● **Written request 1**
Quote the opinion piece on President Biden's executive orders between "Predictably, Republicans have" and "change of administration.", inclusive.
□ □ □ □
Biden’s executive orders aren’t the problem. A broken Congress is

(Photo by Alex Wong/Getty Images)

It was tough not to chuckle at a New York Times editorial last week chastising President Joe Biden for the barrage of executive orders that have gone flying out of the Oval Office during his first week behind the Resolute Desk, as if he were the first president ever to do so.

“This is no way to make law. A polarized, narrowly divided Congress may offer Mr. Biden little choice but to employ executive actions or see his entire agenda held hostage,” the Times’ editorial board soberly inveighed. “These directives, however, are a flawed substitute for legislation.”

They’re not wrong — but more on that in a minute.

Biden has, indeed, been busy. He’s committed to the United States rejoining the Paris Climate agreementundone a ban on transgender Americans serving in the armed forces; killed the Keystone XL pipeline; halted construction on the border wallended a hateful Muslim travel ban, and he took action Thursday on a variety of healthcare-related measures.

Predictably, Republicans have grumbled about what they see as wild executive overreach by the 46th president of the United States. On Tuesday, U.S. Sen. Marsha Blackburn, R-Tenn, complained on Twitter: “30 executive orders and actions signed in only 3 days’ time. @POTUS, you can’t govern with a pen and a phone,” according to Newsweek.

The Times’ bellyaching, meanwhile, isn’t off the mark. The editorial board’s bottom-line assessment that legislative authorization is always preferred to executive action is entirely correct. So too is its conclusion about the instability and unpredictability that’s created by governing fiats that disappear in the wind with every change of administration.
□ □ □ □
● **Written request 2**
Find every line in the records below that contains the word "white" and copy each one. Case matters.
□ □ □ □
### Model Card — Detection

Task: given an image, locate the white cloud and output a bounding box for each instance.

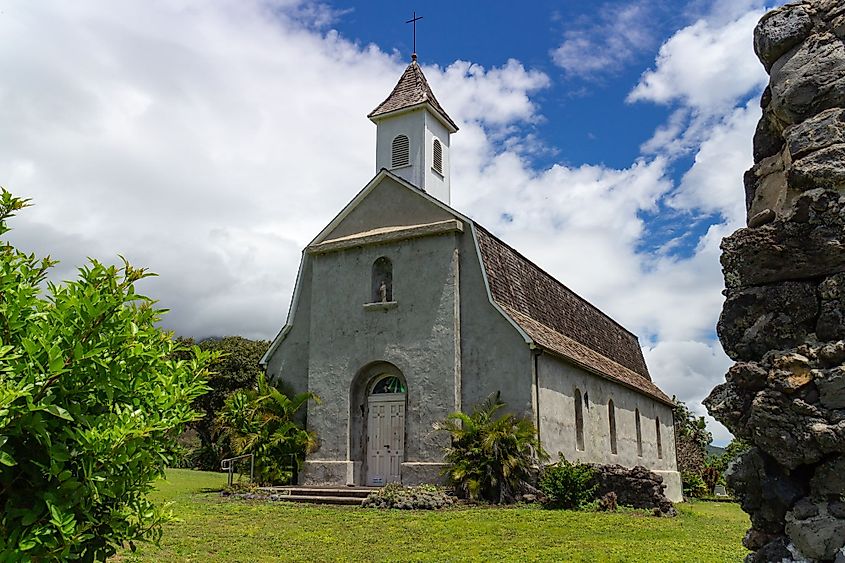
[669,100,760,228]
[628,10,767,114]
[551,1,656,78]
[0,0,548,337]
[643,341,732,445]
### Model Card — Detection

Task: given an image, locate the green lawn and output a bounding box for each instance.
[118,470,748,563]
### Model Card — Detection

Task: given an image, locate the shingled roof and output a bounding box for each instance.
[367,59,458,133]
[475,224,671,404]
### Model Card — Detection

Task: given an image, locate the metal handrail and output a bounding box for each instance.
[220,454,255,487]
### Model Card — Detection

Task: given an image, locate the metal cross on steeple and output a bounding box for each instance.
[405,10,422,60]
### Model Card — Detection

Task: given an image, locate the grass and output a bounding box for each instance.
[118,469,749,563]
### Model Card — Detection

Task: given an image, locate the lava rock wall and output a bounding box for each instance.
[705,0,845,563]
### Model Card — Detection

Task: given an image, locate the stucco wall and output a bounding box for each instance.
[538,353,683,502]
[326,178,454,240]
[266,256,311,406]
[308,230,457,472]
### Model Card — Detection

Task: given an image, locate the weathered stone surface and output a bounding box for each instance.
[748,208,777,229]
[827,500,845,519]
[743,153,801,227]
[786,143,845,191]
[792,497,819,520]
[593,465,677,516]
[778,108,845,162]
[754,5,813,70]
[754,112,784,162]
[702,383,755,440]
[745,528,793,563]
[725,362,769,391]
[725,448,804,535]
[721,190,845,289]
[770,33,845,124]
[810,456,845,498]
[815,366,845,409]
[717,282,818,360]
[816,273,845,340]
[745,390,845,469]
[785,506,845,560]
[742,528,780,551]
[704,0,845,563]
[817,340,845,368]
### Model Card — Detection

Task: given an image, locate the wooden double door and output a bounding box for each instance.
[367,393,405,487]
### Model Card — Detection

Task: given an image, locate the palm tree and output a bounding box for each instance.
[437,392,548,503]
[218,374,319,483]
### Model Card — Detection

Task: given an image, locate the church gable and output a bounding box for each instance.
[320,172,455,241]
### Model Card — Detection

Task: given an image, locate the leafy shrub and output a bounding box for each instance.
[218,374,318,484]
[701,465,722,494]
[174,336,270,471]
[681,471,708,498]
[598,491,616,512]
[539,455,598,510]
[436,393,548,503]
[0,190,213,561]
[223,481,258,496]
[361,483,455,510]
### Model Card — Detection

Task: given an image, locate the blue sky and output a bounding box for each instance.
[0,0,788,443]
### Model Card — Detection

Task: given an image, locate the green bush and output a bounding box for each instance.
[539,455,598,510]
[174,336,270,471]
[681,471,709,498]
[436,393,548,503]
[218,374,319,484]
[361,483,455,510]
[0,190,213,561]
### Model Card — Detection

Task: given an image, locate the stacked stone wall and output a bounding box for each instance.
[705,0,845,562]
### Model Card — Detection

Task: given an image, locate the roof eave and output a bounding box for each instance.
[367,100,458,133]
[531,346,674,407]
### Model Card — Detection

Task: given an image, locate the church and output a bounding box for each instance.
[261,55,681,501]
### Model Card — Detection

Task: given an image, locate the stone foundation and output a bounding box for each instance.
[298,459,445,487]
[592,465,680,516]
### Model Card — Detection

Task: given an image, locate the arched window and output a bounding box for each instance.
[431,139,443,174]
[654,417,663,459]
[370,375,408,395]
[372,256,393,303]
[634,409,643,457]
[607,399,617,454]
[575,389,584,452]
[392,135,411,168]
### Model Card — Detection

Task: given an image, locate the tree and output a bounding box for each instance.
[176,336,270,471]
[437,393,549,504]
[0,190,211,561]
[218,374,319,484]
[673,397,713,476]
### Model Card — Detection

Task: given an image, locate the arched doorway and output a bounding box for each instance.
[366,373,408,486]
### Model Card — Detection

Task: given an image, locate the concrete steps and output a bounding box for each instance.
[260,486,378,505]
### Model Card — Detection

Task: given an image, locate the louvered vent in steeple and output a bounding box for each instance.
[391,135,411,168]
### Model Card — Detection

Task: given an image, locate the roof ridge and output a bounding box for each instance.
[502,304,671,402]
[473,220,640,342]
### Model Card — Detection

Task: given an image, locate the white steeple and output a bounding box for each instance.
□ □ □ □
● **Task solution 1**
Predictably, Republicans have grumbled about what they see as wild executive overreach by the 46th president of the United States. On Tuesday, U.S. Sen. Marsha Blackburn, R-Tenn, complained on Twitter: “30 executive orders and actions signed in only 3 days’ time. @POTUS, you can’t govern with a pen and a phone,” according to Newsweek.

The Times’ bellyaching, meanwhile, isn’t off the mark. The editorial board’s bottom-line assessment that legislative authorization is always preferred to executive action is entirely correct. So too is its conclusion about the instability and unpredictability that’s created by governing fiats that disappear in the wind with every change of administration.

● **Task solution 2**
Task: given an image, locate the white cloud and output a bounding box for each instance.
Task: given an image, locate the white steeple and output a bounding box for each instance.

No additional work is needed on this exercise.